> [DIRECTIVE] Find each line in the entries below that contains the word "blonde" and copy it. The match is case-sensitive.
================================
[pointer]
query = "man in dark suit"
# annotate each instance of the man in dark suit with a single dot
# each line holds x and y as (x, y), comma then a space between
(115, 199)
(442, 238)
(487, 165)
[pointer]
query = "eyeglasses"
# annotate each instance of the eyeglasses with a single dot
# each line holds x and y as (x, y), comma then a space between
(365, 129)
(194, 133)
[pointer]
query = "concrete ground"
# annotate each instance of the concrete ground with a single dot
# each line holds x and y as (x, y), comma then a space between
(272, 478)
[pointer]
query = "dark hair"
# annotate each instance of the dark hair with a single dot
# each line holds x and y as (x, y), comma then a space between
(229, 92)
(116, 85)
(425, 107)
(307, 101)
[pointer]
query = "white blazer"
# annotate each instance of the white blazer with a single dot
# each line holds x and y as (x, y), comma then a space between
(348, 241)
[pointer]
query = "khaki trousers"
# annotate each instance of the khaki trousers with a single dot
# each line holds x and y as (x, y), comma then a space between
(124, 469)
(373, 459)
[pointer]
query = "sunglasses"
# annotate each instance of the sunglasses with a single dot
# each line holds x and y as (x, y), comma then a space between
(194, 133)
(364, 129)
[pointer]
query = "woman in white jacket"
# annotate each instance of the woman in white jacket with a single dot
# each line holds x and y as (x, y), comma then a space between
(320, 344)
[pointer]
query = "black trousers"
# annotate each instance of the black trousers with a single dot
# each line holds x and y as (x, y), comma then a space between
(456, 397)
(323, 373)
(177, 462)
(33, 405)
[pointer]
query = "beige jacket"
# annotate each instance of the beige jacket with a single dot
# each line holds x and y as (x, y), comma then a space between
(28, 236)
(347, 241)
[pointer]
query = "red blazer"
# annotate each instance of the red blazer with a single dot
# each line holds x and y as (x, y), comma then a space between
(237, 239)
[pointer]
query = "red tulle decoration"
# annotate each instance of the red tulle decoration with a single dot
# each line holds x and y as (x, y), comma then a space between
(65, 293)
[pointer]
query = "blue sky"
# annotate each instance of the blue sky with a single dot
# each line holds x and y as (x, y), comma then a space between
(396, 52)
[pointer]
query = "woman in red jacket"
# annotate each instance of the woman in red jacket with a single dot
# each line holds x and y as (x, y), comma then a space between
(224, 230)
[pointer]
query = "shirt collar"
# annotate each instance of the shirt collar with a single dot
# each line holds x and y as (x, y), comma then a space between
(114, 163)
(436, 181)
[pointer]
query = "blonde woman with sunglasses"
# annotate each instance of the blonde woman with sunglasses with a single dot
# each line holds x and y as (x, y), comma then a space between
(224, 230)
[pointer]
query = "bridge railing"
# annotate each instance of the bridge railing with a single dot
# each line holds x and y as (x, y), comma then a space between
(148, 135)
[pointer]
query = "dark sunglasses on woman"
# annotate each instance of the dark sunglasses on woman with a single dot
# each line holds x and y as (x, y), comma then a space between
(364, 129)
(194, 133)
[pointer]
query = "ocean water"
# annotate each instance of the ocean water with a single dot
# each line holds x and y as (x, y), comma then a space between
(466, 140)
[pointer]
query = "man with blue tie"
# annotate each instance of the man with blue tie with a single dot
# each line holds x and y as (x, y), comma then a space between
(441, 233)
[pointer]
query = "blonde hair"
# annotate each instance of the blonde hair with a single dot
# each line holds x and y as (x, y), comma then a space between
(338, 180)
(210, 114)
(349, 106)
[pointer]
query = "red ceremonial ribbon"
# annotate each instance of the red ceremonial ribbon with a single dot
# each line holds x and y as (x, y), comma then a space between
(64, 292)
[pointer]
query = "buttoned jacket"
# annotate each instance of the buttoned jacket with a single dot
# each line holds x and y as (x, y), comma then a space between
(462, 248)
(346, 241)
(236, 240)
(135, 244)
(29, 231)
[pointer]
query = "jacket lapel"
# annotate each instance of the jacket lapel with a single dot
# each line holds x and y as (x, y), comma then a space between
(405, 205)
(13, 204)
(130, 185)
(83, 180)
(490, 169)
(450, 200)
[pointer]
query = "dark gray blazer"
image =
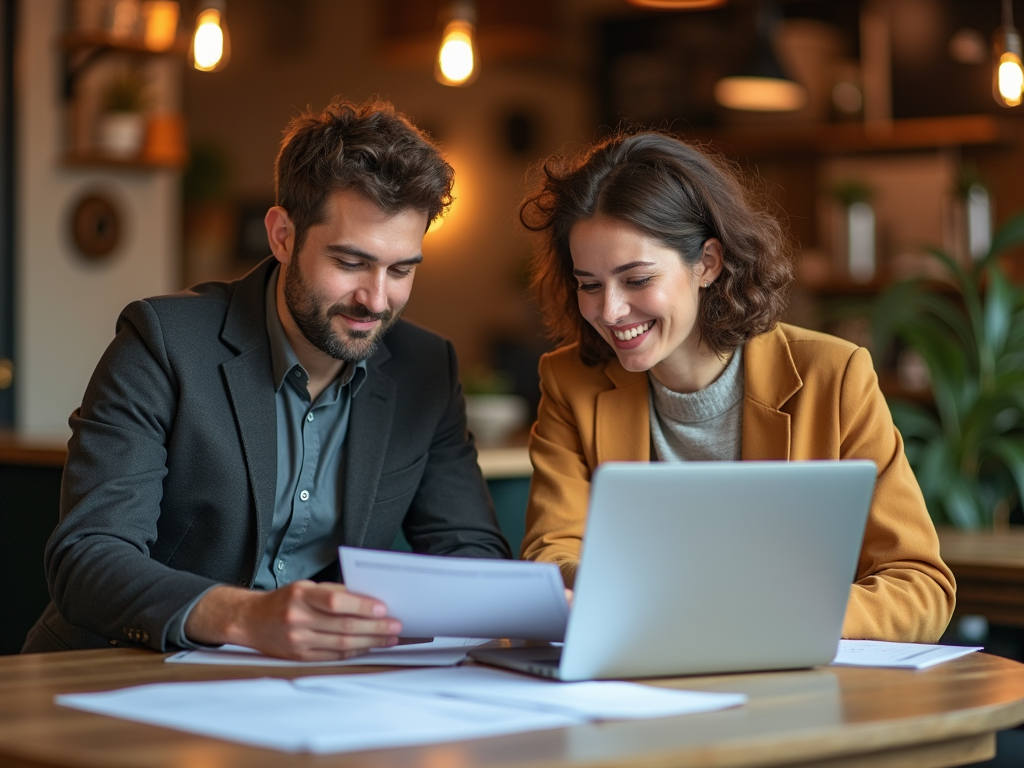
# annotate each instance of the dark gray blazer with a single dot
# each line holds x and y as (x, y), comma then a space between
(172, 466)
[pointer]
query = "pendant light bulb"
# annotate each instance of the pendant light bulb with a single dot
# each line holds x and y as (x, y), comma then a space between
(210, 48)
(762, 85)
(1008, 73)
(457, 59)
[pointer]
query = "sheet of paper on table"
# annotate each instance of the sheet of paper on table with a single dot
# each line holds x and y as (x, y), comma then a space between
(899, 655)
(460, 596)
(340, 713)
(441, 651)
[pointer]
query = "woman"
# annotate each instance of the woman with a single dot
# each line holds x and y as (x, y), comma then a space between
(665, 280)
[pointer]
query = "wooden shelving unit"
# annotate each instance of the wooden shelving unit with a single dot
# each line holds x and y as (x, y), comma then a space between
(858, 137)
(80, 51)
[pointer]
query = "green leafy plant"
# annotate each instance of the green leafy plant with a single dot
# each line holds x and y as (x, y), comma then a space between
(852, 190)
(127, 91)
(968, 452)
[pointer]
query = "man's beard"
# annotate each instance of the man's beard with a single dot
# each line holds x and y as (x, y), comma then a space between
(313, 321)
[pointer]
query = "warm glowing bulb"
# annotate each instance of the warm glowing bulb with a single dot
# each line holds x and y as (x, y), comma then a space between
(208, 45)
(1011, 79)
(759, 94)
(456, 61)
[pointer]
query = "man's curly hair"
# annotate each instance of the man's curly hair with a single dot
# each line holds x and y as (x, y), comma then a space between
(370, 147)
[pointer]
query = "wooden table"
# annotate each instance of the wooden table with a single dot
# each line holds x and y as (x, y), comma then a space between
(989, 570)
(829, 717)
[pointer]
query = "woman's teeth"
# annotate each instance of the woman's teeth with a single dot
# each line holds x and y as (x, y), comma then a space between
(632, 333)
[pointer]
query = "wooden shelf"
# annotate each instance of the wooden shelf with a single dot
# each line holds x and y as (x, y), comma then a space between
(856, 137)
(94, 160)
(842, 287)
(75, 41)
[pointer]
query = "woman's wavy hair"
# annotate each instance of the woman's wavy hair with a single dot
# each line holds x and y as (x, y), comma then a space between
(679, 196)
(370, 147)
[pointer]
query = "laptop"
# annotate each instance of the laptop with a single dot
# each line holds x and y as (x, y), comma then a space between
(701, 567)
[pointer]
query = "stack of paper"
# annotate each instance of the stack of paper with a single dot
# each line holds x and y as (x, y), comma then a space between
(361, 712)
(441, 651)
(899, 655)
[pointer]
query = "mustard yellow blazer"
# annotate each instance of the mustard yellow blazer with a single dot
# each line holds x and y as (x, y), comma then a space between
(807, 395)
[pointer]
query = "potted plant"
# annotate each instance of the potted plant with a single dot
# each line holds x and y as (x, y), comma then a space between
(493, 413)
(968, 451)
(122, 122)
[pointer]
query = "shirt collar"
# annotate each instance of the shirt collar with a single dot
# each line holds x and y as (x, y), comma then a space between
(283, 357)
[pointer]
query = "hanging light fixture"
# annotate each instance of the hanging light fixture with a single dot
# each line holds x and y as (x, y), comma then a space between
(762, 86)
(211, 46)
(1008, 75)
(457, 59)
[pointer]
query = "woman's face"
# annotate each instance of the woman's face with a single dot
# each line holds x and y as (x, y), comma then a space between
(642, 298)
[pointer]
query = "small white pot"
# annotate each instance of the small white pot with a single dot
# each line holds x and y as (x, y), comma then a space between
(121, 134)
(494, 418)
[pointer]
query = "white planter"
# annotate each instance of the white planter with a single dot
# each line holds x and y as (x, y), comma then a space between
(493, 418)
(121, 134)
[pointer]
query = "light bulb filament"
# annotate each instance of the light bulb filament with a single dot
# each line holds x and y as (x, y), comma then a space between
(456, 60)
(208, 44)
(1011, 78)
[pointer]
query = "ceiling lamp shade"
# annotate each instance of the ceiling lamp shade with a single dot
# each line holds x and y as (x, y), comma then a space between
(211, 46)
(1008, 73)
(457, 57)
(678, 4)
(762, 85)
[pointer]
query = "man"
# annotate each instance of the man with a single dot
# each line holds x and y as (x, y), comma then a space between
(233, 435)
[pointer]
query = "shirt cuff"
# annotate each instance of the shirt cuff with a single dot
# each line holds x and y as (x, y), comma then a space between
(176, 627)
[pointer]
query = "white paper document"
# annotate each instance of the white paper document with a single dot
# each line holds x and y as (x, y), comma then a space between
(341, 713)
(899, 655)
(280, 715)
(459, 596)
(590, 700)
(441, 651)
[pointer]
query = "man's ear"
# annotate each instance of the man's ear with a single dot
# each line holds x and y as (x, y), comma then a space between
(280, 233)
(712, 255)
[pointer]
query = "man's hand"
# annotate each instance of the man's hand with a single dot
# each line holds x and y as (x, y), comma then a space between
(303, 621)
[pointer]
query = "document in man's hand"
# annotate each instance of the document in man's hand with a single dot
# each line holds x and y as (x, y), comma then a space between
(459, 596)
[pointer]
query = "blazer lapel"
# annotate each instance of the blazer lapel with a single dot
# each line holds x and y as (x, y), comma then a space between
(623, 421)
(770, 378)
(366, 446)
(249, 378)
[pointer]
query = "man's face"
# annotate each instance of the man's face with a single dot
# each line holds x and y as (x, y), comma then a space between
(352, 278)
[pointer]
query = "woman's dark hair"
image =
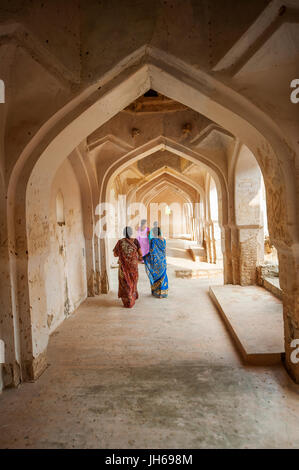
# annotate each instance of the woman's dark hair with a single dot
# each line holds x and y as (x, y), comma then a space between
(156, 231)
(128, 232)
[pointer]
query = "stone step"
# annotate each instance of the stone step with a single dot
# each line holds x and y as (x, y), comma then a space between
(197, 273)
(254, 318)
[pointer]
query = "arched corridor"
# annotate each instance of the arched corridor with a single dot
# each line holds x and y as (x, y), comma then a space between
(107, 120)
(157, 376)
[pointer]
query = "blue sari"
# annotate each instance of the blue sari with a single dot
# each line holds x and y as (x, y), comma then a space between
(155, 267)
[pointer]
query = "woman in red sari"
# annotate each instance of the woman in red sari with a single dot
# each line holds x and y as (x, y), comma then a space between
(129, 252)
================================
> [SOLUTION]
query = "blonde woman with sunglasses"
# annotate each instance of the blonde woman with sunglasses with a single dot
query = "blonde hair"
# annotate each instance of the blonde hair with a single dot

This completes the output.